Change "instance" to "occurrence" wherever it appears in the listing below, and leave everything else unchanged.

Point labeling dataset excerpts

════

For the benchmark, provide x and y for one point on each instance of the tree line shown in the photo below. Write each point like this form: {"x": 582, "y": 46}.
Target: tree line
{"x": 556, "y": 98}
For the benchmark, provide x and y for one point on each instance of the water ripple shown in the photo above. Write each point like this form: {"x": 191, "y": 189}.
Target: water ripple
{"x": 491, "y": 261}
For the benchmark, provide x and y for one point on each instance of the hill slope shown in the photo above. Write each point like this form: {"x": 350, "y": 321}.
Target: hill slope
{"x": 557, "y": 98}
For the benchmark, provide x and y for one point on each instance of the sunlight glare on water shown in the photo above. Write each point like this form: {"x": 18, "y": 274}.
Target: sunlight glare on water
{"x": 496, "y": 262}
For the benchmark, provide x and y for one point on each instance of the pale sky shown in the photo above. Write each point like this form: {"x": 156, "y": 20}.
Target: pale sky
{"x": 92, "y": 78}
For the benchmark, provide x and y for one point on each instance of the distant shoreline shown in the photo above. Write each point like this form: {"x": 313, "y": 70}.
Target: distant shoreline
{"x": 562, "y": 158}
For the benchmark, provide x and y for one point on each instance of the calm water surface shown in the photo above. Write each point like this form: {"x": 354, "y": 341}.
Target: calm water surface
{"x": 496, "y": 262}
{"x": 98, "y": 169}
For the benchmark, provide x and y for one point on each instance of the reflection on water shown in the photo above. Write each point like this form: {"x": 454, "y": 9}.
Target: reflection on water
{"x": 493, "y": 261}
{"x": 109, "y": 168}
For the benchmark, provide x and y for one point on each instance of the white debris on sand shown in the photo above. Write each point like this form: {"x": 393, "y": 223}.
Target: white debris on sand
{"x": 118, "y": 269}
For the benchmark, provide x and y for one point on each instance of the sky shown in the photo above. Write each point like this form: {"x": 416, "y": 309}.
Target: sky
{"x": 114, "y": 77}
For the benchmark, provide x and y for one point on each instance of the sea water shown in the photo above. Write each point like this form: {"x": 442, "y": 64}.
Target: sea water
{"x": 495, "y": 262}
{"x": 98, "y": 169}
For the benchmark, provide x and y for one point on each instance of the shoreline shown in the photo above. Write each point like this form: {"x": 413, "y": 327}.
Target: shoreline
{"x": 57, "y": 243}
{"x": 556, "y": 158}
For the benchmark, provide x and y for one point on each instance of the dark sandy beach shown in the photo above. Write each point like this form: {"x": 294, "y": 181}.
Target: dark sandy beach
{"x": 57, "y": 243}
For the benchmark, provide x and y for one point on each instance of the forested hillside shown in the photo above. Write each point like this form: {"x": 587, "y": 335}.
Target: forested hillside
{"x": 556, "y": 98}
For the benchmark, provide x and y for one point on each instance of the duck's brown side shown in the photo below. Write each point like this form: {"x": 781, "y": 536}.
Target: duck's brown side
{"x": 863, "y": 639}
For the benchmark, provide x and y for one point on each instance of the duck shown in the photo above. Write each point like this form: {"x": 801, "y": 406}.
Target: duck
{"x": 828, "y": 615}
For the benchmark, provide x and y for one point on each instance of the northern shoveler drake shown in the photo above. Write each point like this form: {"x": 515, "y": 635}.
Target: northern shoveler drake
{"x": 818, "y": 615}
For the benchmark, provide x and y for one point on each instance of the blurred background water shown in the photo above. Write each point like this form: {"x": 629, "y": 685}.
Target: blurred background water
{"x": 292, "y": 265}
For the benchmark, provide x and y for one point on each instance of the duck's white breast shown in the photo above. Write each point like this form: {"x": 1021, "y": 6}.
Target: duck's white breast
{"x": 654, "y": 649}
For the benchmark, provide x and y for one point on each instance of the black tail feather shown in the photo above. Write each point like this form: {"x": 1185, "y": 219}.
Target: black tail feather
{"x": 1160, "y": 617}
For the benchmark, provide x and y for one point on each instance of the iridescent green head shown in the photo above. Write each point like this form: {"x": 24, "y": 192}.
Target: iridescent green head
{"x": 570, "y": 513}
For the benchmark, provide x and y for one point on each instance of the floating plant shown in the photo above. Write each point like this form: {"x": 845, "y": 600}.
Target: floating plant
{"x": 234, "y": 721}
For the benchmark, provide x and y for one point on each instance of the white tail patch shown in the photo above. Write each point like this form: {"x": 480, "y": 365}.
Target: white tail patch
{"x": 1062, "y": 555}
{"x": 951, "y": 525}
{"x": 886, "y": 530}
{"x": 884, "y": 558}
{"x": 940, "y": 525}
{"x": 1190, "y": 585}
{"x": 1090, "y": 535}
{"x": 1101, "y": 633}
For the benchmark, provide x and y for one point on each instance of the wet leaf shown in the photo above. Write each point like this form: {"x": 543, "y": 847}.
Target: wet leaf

════

The response:
For the benchmark, provide x and y for one point on each occurrence of the tree line shown in the photo below. Write each point like this form: {"x": 582, "y": 46}.
Target: tree line
{"x": 556, "y": 98}
For the benchmark, provide x and y for one point on each occurrence of the water ripple shown in the photo above. Write each point like this form: {"x": 191, "y": 189}.
Target: water ripple
{"x": 491, "y": 261}
For the benchmark, provide x and y for one point on each occurrence of the hill slope shown in the photo above. Write each point like this form: {"x": 350, "y": 321}.
Target: hill slope
{"x": 557, "y": 98}
For the benchmark, provide x and y for one point on each occurrence of the sunlight glare on water shown in the photo above. Write each point like this form: {"x": 18, "y": 274}.
Target: sunlight glare on water
{"x": 496, "y": 262}
For the benchmark, provide x and y for one point on each occurrence of the pale sky shown in the photo above. Write each point like this form: {"x": 156, "y": 20}.
Target: pale sky
{"x": 92, "y": 78}
For the benchmark, provide x and y for one point on each occurrence of the distant shoreline shown in the photo above. Write each point like this form: {"x": 313, "y": 70}.
Target: distant shoreline
{"x": 562, "y": 158}
For the benchmark, provide x and y for one point on each occurrence of the calm water surface shown in the photo above. Write each point like this form: {"x": 354, "y": 341}.
Target: calm water surface
{"x": 496, "y": 262}
{"x": 98, "y": 169}
For the benchmark, provide x and y for one point on each occurrence of the reflection on water shown in the photo above. Write each point like this form: {"x": 454, "y": 9}.
Target: reflection on water
{"x": 493, "y": 261}
{"x": 109, "y": 168}
For the benchmark, provide x and y for one point on each occurrence of the white debris on sand shown in the photo above. Write each point like this form: {"x": 393, "y": 223}.
Target: white debris on sand
{"x": 118, "y": 269}
For the benchmark, provide x and y for one point on each occurrence of the sky shown in the photo above. Write each point like this form: {"x": 416, "y": 309}.
Target: sky
{"x": 114, "y": 77}
For the benchmark, provide x and y for one point on each occurrence of the sea water shown in the photo above. Write each point like this form: {"x": 442, "y": 64}.
Target: sea water
{"x": 495, "y": 262}
{"x": 98, "y": 169}
For the benchmark, provide x and y for one point on each occurrence of the shoreline shown in the photo above. Write each point like this form: {"x": 413, "y": 327}.
Target: shoreline
{"x": 57, "y": 243}
{"x": 556, "y": 158}
For the benchmark, provide x and y for one point on each occurrence of the dark sandy beach shown in the photo above. Write each point like this form: {"x": 294, "y": 181}.
Target: dark sandy beach
{"x": 57, "y": 243}
For the benchmark, provide x and y for one point on each occurrence of the forested hillside shown in the photo above. Write each point like this form: {"x": 587, "y": 335}.
Target: forested hillside
{"x": 556, "y": 98}
For the benchmark, provide x and y for one point on each occurrence of the duck's brown side shown in the photo below. Write each point like this form: {"x": 781, "y": 536}.
Target: duck's brown side
{"x": 863, "y": 639}
For the benchmark, provide x and y for one point on each occurrence of the duck shown in the photo above. Write each point like this form: {"x": 801, "y": 406}.
Target: duck
{"x": 828, "y": 615}
For the benchmark, provide x and y for one point on each occurrence of the northern shoveler drake shown in the photo above. Write each point like this form: {"x": 515, "y": 635}.
Target: northern shoveler drake
{"x": 818, "y": 615}
For the benchmark, provide x and y for one point on each occurrence of the blurred background water shown in the photo above. Write each point like this form: {"x": 629, "y": 685}.
Target: blurred background water
{"x": 292, "y": 265}
For the benchmark, provide x and y for one point on each occurrence of the duck's white breast shown in the photo above. Write each point like this form: {"x": 1021, "y": 6}.
Target: duck's white breast
{"x": 654, "y": 649}
For the benchmark, provide x and y for one point on each occurrence of the black tail feather shown in the photo above. Write each point like this form: {"x": 1185, "y": 219}.
Target: black tail feather
{"x": 1160, "y": 617}
For the benchmark, provide x and y for one point on each occurrence of the iridescent green head shown in the photo above. Write each point like this form: {"x": 24, "y": 192}.
Target: iridescent green head
{"x": 570, "y": 513}
For the benchmark, provide x and y for one point on each occurrence of the floating plant shown in the photo above. Write each point like this form: {"x": 845, "y": 600}.
Target: floating plant
{"x": 234, "y": 721}
For the benchmark, provide x and y for one point on each occurrence of the white tail patch shown in the photo above. Write each point like this form: {"x": 480, "y": 365}.
Target: white tail patch
{"x": 1062, "y": 555}
{"x": 951, "y": 525}
{"x": 886, "y": 530}
{"x": 884, "y": 558}
{"x": 940, "y": 525}
{"x": 1190, "y": 585}
{"x": 1090, "y": 535}
{"x": 1101, "y": 633}
For the benchmark, provide x and y for one point on each occurrence of the wet leaf shown in the photo above. Write each point like this form: {"x": 543, "y": 847}.
Target: wet leaf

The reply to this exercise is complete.